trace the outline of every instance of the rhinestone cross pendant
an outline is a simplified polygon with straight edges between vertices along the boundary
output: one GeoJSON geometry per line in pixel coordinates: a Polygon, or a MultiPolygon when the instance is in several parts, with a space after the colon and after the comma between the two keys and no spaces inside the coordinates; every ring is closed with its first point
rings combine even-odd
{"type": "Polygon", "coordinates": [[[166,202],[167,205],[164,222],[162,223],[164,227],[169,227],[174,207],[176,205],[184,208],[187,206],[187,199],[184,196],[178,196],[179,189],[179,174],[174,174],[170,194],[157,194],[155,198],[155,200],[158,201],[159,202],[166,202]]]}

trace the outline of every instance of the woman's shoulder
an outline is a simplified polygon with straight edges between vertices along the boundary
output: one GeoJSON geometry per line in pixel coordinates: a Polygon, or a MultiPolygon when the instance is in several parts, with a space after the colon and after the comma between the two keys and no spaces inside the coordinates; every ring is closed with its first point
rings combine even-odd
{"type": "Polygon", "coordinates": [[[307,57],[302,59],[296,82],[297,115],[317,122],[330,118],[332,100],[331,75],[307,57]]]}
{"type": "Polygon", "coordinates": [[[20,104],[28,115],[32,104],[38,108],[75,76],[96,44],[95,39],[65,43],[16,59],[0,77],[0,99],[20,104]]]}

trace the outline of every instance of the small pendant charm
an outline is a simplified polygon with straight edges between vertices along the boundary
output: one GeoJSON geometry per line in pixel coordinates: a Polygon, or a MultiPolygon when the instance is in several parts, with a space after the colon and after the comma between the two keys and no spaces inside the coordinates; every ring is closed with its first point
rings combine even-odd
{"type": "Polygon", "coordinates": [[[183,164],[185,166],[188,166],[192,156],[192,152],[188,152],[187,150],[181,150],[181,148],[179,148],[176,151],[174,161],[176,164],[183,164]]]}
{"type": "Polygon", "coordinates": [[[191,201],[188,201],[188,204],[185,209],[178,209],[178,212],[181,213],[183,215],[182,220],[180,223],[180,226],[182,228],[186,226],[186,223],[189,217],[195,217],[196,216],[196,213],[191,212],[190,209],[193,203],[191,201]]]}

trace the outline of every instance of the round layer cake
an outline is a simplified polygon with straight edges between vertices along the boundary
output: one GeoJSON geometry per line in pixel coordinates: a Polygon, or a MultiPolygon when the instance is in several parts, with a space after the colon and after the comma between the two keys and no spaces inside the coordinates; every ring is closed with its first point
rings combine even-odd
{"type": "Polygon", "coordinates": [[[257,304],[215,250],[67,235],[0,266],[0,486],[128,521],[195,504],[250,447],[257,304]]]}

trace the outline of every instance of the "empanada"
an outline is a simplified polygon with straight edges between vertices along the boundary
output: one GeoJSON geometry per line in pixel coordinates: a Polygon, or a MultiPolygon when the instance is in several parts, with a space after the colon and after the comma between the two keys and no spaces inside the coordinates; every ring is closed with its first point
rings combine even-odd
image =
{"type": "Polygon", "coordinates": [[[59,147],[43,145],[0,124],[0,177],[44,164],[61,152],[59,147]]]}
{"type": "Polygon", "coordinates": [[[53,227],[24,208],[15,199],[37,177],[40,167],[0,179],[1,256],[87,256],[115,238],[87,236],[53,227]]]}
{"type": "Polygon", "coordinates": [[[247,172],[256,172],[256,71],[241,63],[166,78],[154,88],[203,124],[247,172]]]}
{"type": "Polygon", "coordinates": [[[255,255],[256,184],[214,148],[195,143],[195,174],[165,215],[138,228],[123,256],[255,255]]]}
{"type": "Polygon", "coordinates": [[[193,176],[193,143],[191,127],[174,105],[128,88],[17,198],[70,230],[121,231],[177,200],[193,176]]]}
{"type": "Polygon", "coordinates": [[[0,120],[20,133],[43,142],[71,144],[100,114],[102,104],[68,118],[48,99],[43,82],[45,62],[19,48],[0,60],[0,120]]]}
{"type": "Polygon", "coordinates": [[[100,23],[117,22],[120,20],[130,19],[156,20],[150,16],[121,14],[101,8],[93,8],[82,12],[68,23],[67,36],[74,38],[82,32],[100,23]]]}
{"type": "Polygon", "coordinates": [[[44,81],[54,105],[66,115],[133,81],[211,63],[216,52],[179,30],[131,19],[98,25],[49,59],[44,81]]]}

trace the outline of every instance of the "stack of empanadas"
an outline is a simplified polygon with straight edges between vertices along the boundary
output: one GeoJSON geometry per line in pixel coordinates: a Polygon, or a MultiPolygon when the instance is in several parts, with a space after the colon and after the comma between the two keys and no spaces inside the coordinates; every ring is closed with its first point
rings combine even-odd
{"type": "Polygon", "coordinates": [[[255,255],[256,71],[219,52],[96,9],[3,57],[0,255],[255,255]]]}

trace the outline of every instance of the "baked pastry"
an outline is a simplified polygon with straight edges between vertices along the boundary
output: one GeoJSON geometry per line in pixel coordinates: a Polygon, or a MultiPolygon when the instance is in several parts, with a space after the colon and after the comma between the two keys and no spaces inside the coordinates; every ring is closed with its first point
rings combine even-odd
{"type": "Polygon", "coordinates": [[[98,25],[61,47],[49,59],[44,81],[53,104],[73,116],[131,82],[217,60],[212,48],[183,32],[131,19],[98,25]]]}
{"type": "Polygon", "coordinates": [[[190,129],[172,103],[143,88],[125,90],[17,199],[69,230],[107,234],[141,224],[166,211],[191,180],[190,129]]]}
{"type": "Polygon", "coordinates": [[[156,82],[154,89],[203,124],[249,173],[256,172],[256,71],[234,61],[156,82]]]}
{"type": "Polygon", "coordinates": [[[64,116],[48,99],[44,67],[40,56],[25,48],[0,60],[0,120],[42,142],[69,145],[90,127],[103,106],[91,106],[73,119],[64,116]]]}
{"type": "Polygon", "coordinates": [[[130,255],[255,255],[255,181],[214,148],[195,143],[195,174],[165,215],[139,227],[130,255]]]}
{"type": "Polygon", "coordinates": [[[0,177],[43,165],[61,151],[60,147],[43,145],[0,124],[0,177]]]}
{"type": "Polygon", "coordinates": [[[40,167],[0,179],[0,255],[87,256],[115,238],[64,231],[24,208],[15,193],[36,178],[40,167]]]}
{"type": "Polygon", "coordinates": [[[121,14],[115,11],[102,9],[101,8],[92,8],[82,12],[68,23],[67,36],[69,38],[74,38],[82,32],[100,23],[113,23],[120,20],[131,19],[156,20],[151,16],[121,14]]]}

## [REQUEST]
Print all the data exactly.

## [SOLUTION]
trace the outline of every instance of the rhinestone cross pendant
an outline is a simplified polygon with straight edges between vertices along the boundary
output: one GeoJSON geometry per line in pixel coordinates: a Polygon, or a MultiPolygon when the instance is in several parts, with a space after the colon and after the comma between the two keys and no spaces inside the coordinates; every ring is closed with its first point
rings combine even-odd
{"type": "Polygon", "coordinates": [[[166,202],[167,205],[164,222],[162,223],[164,227],[169,227],[174,207],[176,205],[184,208],[187,206],[187,199],[184,196],[178,196],[179,189],[179,174],[174,174],[170,194],[157,194],[155,198],[155,200],[158,201],[159,202],[166,202]]]}

trace the outline of every instance of the woman's shoulder
an outline is a simplified polygon with straight edges between vertices along the boundary
output: one GeoJSON geometry per line in pixel coordinates: a Polygon, or a MultiPolygon when the instance is in several parts, with a space after the colon and after the comma between the two keys and no spaces inside the coordinates; every ring is closed with its first point
rings combine even-odd
{"type": "Polygon", "coordinates": [[[307,57],[302,59],[296,82],[297,115],[317,122],[330,118],[332,100],[331,75],[307,57]]]}
{"type": "Polygon", "coordinates": [[[20,104],[28,115],[32,104],[38,108],[75,76],[96,44],[95,39],[65,43],[16,59],[0,77],[0,99],[20,104]]]}

trace the outline of every instance of the small pendant charm
an outline is a simplified polygon with straight edges between vertices along the boundary
output: one GeoJSON geometry per line in pixel coordinates: a Polygon, or a MultiPolygon when the instance is in several parts, with a space after the colon and after the comma between the two keys and no spaces inside the coordinates; every ring is closed with its first point
rings combine even-odd
{"type": "Polygon", "coordinates": [[[183,164],[185,166],[188,166],[192,156],[192,152],[188,152],[187,150],[181,150],[181,148],[179,148],[176,151],[174,161],[176,164],[183,164]]]}
{"type": "Polygon", "coordinates": [[[191,201],[188,201],[188,204],[185,209],[178,209],[178,212],[181,213],[183,215],[182,220],[180,223],[180,226],[182,228],[186,226],[186,223],[189,217],[195,217],[196,216],[196,213],[191,212],[190,209],[193,203],[191,201]]]}

trace the outline of every instance of the round layer cake
an outline is a simplified polygon with straight edges between vertices along the boundary
output: one GeoJSON geometry per line in pixel coordinates: a Polygon, or a MultiPolygon when the instance is in several parts, with a space after the colon and after the comma between the two keys and no spaces inside the coordinates; every ring is closed with its first point
rings combine even-odd
{"type": "Polygon", "coordinates": [[[257,304],[215,250],[67,235],[0,266],[0,486],[128,521],[195,504],[250,447],[257,304]]]}

trace the outline of every instance of the "empanada"
an outline is a simplified polygon with straight edges between vertices along the boundary
output: one GeoJSON geometry per line in pixel coordinates: a Polygon, or a MultiPolygon when the instance is in several parts, with a space after the colon and after the comma between the two keys and no spaces inside the coordinates; every ring is closed with its first point
rings combine even-odd
image =
{"type": "Polygon", "coordinates": [[[59,147],[43,145],[0,124],[0,177],[44,164],[61,152],[59,147]]]}
{"type": "Polygon", "coordinates": [[[53,227],[24,208],[15,199],[37,177],[40,167],[0,179],[1,256],[87,256],[115,238],[87,236],[53,227]]]}
{"type": "Polygon", "coordinates": [[[247,172],[256,172],[256,71],[241,63],[166,78],[154,88],[203,124],[247,172]]]}
{"type": "Polygon", "coordinates": [[[255,255],[256,184],[214,148],[195,143],[195,174],[165,215],[138,228],[123,256],[255,255]]]}
{"type": "Polygon", "coordinates": [[[193,176],[193,143],[191,127],[174,105],[128,88],[17,198],[70,230],[121,231],[177,200],[193,176]]]}
{"type": "Polygon", "coordinates": [[[0,120],[20,133],[43,142],[71,144],[100,114],[102,104],[68,118],[48,99],[43,82],[45,62],[19,48],[0,60],[0,120]]]}
{"type": "Polygon", "coordinates": [[[100,23],[117,22],[120,20],[130,19],[156,20],[150,16],[121,14],[101,8],[93,8],[82,12],[68,23],[67,36],[74,38],[82,32],[100,23]]]}
{"type": "Polygon", "coordinates": [[[44,81],[54,105],[66,115],[133,81],[211,63],[216,52],[179,30],[131,19],[98,25],[49,59],[44,81]]]}

trace the outline of every instance of the "stack of empanadas"
an outline is a simplified polygon with straight edges between vertices along the boundary
output: one GeoJSON geometry per line in pixel coordinates: a Polygon, or a MultiPolygon when the instance is in several parts, with a space after the colon and after the comma between the two keys and no spaces inside the coordinates; every ring is closed with its first point
rings combine even-odd
{"type": "Polygon", "coordinates": [[[255,255],[256,71],[219,52],[96,9],[3,57],[0,255],[255,255]]]}

trace the outline of every instance of the "baked pastry"
an outline is a simplified polygon with straight edges between vertices along the boundary
output: one GeoJSON geometry per line in pixel coordinates: a Polygon, or a MultiPolygon when the instance is in several parts, with a space after the colon and after the comma between the two keys and no spaces inside the coordinates; every ring is closed with its first point
rings combine even-odd
{"type": "Polygon", "coordinates": [[[98,25],[61,47],[49,59],[44,81],[53,104],[73,116],[131,82],[217,60],[212,48],[183,32],[131,19],[98,25]]]}
{"type": "Polygon", "coordinates": [[[190,129],[172,103],[143,88],[125,90],[17,199],[69,230],[107,234],[141,224],[166,211],[191,180],[190,129]]]}
{"type": "Polygon", "coordinates": [[[156,82],[154,89],[203,124],[249,173],[256,172],[256,71],[234,61],[156,82]]]}
{"type": "Polygon", "coordinates": [[[64,116],[48,99],[44,67],[40,56],[25,48],[0,60],[0,120],[42,142],[69,145],[90,127],[103,106],[91,106],[73,119],[64,116]]]}
{"type": "Polygon", "coordinates": [[[130,255],[255,255],[255,181],[214,148],[195,143],[195,174],[165,215],[139,227],[130,255]]]}
{"type": "Polygon", "coordinates": [[[0,177],[43,165],[61,151],[60,147],[43,145],[0,124],[0,177]]]}
{"type": "Polygon", "coordinates": [[[40,167],[0,179],[0,255],[87,256],[115,238],[64,231],[24,208],[15,193],[36,178],[40,167]]]}
{"type": "Polygon", "coordinates": [[[121,14],[115,11],[102,9],[101,8],[92,8],[82,12],[68,23],[67,36],[69,38],[74,38],[82,32],[100,23],[113,23],[120,20],[131,19],[156,20],[151,16],[121,14]]]}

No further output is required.